---- Document
[ih] Intel 4004 vs the IMP

Brian E Carpenter brian.e.carpenter at gmail.com
Mon Nov 15 18:54:07 PST 2021


I told a lie. The PDP-11/20 did have priority interrupts, and
the Unibus was intrinsically capable of DMA. So it probably
could have done the IMP job, had it been on the market
a year or three earlier. But you needed an 11/45 to do any
real multiprogramming with memory management.

Regards
    Brian
On 16-Nov-21 14:11, Brian E Carpenter wrote:
> As late as 1973, I believe you still had to go up the Digital
> range as far as a PDP-11/45 to get multiple levels of interrupt
> priority, so that a high priority interrupt could interrupt
> processing of a Teletype interrupt, for example. Honeywell
> was well ahead of that game. (As was an IBM 1800, but that had
> ten times the footpriint.)
> 
> I never touched a 4004, but as far as I can see it only had CPU-
> controlled 4-bit I/O ports, with neither interrupts nor DMA. It
> would have been a busy little bee trying to do an IMP's job.
> 
> Regards
>      Brian
> 
> On 16-Nov-21 11:54, Jack Haverty via Internet-history wrote:
>> True for more modern systems, but in the era of the 316/516, inexpensive
>> computers sometimes did I/O in the simplest possible manner.  E.g., to
>> handle I/O on a serial interface, the CPU might have to take an
>> interrupt on every byte, read that byte from the hardware interface, and
>> re-enable the interface quickly enough for it to be ready to handle the
>> next byte,   The hardware only buffered a single byte at a time.  The
>> CPU also had to do that all fast enough to handle all the streams of
>> interrupts from all its interfaces in order not to lose data.   That
>> would occur if a particular line received a byte and raised its
>> interrupt, but the processor was too busy handling other interrupts and
>> didn't get to that one before the next character had assived on the
>> serial line. It got worse of course as line sppeds were increased.
>>
>> That's how a PDP-8/I I worked with in 1968 worked.   I think 
that kind
>> of issue is the one Alex referred to about selecting the 316 because of
>> its interrupt mechanism.   Since the IMP was essentially a multi-port
>> I/O handler, how the hardware handled I/O on all those interfaces was a
>> crucial factor in selecting the 516.   That's why I suggested
> that the
>> I/O capabilities of a microprocessor needed to be considered when trying
>> to figure out how it compared to the 516, more so than just classic
>> metrics like raw memory and CPU speed. About ten years ago I dug into an
>> early version of the IMP code to figure out how it worked.   
The main
>> CPU was essentially an interrupt processor, waiting in an idle loop for
>> an interrupt to occur and then handling it fast enough to avoid not
>> getting to the next interrupt fast enough to avoid losing any data.
--------
---- Dataset content
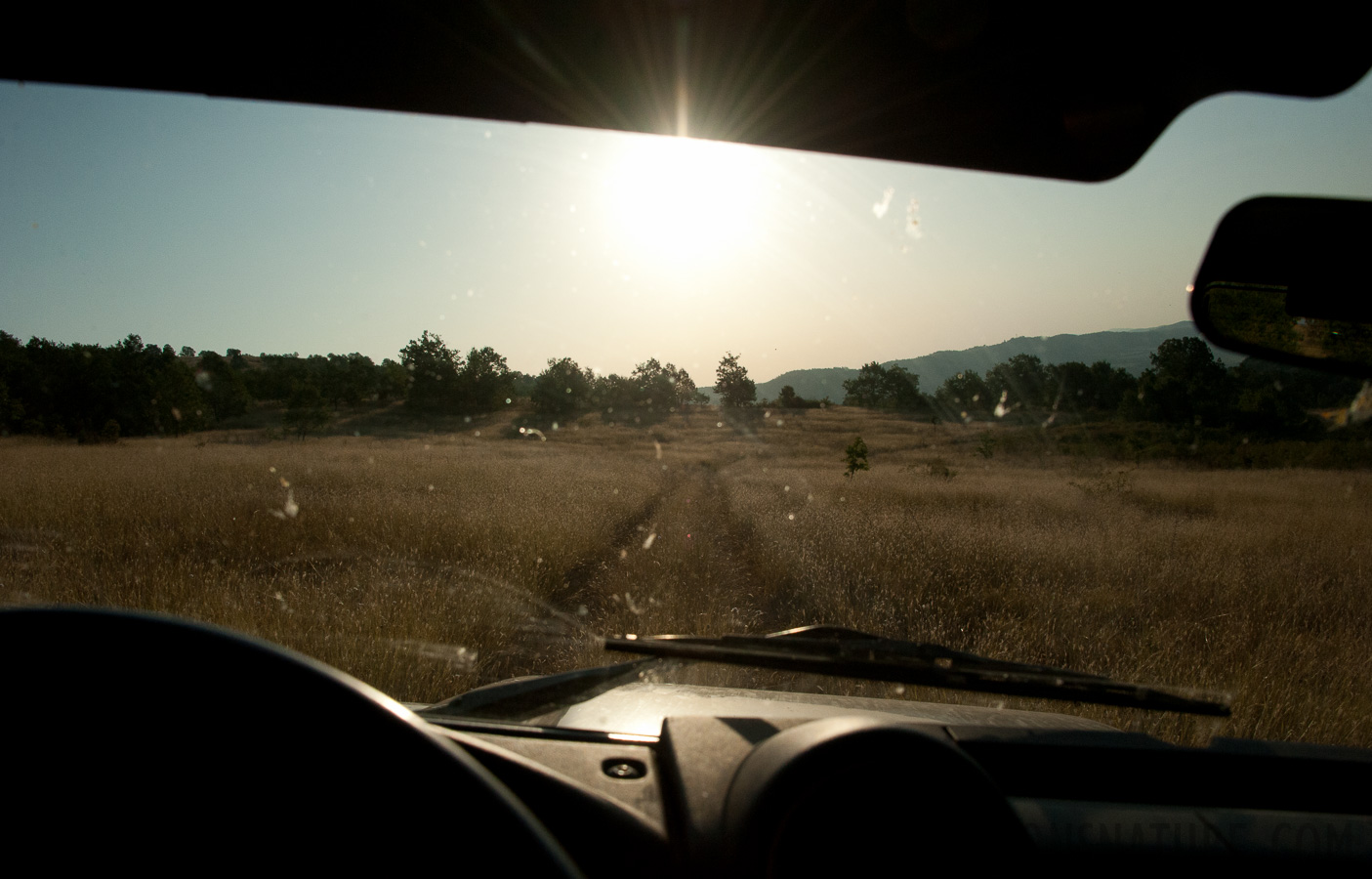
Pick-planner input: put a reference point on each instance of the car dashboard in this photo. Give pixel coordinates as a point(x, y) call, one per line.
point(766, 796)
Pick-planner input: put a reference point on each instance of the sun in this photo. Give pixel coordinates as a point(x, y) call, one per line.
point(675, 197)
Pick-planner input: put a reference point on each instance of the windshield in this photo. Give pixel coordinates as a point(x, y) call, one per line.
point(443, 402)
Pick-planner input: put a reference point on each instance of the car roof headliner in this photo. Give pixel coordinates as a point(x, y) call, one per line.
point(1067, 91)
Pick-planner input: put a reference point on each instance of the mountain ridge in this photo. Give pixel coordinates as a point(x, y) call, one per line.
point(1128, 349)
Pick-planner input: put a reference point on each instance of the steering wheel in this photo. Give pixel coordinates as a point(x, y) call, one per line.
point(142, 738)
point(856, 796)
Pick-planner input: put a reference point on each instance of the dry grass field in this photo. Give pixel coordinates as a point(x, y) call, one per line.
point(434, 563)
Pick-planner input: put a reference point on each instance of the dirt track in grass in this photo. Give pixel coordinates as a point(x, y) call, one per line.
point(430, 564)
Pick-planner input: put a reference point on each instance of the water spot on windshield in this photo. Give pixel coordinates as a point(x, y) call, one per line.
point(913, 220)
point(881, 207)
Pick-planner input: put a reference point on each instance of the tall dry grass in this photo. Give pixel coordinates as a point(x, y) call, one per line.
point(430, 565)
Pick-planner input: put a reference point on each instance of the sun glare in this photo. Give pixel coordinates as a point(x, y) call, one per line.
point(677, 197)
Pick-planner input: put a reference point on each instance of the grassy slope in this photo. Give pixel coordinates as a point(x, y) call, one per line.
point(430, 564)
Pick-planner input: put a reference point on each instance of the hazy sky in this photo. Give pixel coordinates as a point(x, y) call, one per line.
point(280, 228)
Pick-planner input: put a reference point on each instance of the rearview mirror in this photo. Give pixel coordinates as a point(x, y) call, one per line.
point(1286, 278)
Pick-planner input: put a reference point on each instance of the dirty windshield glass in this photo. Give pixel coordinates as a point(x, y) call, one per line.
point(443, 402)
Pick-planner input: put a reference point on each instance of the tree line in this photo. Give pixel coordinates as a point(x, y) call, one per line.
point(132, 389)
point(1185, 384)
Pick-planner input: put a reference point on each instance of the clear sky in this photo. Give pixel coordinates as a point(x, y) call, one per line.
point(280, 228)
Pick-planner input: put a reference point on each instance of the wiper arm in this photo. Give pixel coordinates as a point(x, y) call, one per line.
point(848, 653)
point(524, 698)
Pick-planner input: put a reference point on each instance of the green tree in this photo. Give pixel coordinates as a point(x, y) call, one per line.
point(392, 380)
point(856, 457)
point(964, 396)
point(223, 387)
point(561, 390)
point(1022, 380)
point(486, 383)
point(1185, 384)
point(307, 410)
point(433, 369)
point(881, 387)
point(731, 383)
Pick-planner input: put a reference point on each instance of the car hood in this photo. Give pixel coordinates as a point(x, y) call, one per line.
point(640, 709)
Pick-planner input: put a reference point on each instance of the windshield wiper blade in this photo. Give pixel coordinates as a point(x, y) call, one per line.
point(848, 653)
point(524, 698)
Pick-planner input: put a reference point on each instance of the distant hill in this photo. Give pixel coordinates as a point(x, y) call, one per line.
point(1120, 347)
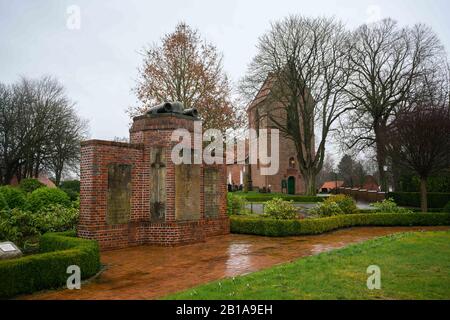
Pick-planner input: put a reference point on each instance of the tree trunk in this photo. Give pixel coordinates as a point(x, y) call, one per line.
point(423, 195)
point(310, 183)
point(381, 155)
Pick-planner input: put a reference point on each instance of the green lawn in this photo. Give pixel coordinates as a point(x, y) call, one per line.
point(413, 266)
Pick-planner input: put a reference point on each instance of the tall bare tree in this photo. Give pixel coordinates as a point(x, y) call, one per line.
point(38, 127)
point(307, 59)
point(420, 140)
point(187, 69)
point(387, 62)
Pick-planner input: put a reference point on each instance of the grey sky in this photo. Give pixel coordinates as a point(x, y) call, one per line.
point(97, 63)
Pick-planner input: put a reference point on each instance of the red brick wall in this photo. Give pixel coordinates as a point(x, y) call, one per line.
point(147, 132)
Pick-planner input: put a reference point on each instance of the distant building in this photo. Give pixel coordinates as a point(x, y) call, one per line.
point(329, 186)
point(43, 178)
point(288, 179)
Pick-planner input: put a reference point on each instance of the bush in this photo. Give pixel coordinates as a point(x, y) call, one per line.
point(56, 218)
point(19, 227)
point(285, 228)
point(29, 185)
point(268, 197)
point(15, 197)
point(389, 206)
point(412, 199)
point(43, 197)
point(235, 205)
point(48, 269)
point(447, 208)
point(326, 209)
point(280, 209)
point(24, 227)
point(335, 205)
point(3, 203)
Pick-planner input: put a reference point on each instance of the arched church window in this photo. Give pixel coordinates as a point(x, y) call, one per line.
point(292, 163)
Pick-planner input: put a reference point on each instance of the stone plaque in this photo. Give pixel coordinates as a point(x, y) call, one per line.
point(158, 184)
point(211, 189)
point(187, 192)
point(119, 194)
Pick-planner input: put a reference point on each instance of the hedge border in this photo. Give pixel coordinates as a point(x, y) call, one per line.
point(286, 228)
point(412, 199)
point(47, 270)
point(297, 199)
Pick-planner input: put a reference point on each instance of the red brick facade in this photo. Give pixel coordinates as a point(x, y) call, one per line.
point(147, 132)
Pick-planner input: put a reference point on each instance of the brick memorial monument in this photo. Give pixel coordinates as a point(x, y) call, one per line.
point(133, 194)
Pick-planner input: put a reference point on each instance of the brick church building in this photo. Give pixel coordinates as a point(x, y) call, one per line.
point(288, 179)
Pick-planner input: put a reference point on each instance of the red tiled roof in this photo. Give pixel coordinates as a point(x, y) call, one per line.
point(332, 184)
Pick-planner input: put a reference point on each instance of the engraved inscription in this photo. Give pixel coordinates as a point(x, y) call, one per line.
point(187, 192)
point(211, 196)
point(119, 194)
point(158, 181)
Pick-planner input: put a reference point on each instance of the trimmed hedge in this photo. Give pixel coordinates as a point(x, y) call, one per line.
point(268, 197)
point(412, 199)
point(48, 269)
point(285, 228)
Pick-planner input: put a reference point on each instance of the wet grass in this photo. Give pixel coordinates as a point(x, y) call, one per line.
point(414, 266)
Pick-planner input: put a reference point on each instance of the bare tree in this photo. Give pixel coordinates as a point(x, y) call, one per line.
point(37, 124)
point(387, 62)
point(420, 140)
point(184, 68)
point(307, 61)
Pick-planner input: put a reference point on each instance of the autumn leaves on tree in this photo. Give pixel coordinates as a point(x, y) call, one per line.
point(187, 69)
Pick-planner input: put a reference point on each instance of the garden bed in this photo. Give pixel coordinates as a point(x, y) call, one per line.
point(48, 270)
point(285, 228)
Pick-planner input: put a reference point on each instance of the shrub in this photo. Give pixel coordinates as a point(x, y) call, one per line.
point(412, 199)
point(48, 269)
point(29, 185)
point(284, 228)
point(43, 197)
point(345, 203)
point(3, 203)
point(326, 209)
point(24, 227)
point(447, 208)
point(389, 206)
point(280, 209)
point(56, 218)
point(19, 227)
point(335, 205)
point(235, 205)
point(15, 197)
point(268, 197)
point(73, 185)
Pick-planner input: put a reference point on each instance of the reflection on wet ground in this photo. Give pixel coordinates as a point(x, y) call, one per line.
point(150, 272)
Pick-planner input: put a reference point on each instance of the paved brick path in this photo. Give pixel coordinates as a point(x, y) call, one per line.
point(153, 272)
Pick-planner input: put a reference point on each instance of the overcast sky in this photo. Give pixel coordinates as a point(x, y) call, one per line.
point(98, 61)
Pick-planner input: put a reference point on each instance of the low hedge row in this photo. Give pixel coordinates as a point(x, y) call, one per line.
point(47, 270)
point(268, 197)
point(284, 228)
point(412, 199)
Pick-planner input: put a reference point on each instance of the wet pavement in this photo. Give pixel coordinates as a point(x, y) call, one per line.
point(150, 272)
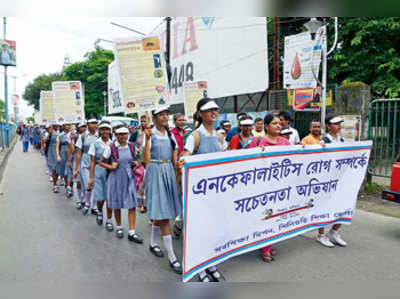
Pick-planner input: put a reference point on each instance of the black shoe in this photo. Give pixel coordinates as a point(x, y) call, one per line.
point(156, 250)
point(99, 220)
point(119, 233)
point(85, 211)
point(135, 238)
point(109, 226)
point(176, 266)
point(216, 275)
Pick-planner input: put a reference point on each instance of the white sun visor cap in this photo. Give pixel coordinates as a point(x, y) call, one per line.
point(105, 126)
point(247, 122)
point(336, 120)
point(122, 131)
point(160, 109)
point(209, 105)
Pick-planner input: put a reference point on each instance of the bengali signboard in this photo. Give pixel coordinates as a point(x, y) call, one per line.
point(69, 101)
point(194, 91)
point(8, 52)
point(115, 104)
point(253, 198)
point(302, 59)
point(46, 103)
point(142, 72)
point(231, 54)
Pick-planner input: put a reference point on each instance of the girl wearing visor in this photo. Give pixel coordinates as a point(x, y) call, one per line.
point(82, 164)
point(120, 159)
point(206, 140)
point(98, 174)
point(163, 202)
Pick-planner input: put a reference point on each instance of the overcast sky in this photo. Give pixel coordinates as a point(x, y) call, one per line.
--------
- [Set of tasks]:
1. In the email thread, which Digital model was needed for real multiprogramming with memory management?
2. List every computer or processor the email thread names by model.
3. Print the part of the email thread starting with "[ih] Intel 4004" and going on through "with memory management.".

- [Task solutions]:
1. A PDP-11/45.

2. Intel 4004, PDP-11/20, PDP-11/45, IBM 1800, 316, 516, PDP-8/I

3.
[ih] Intel 4004 vs the IMP

Brian E Carpenter brian.e.carpenter at gmail.com
Mon Nov 15 18:54:07 PST 2021


I told a lie. The PDP-11/20 did have priority interrupts, and
the Unibus was intrinsically capable of DMA. So it probably
could have done the IMP job, had it been on the market
a year or three earlier. But you needed an 11/45 to do any
real multiprogramming with memory management.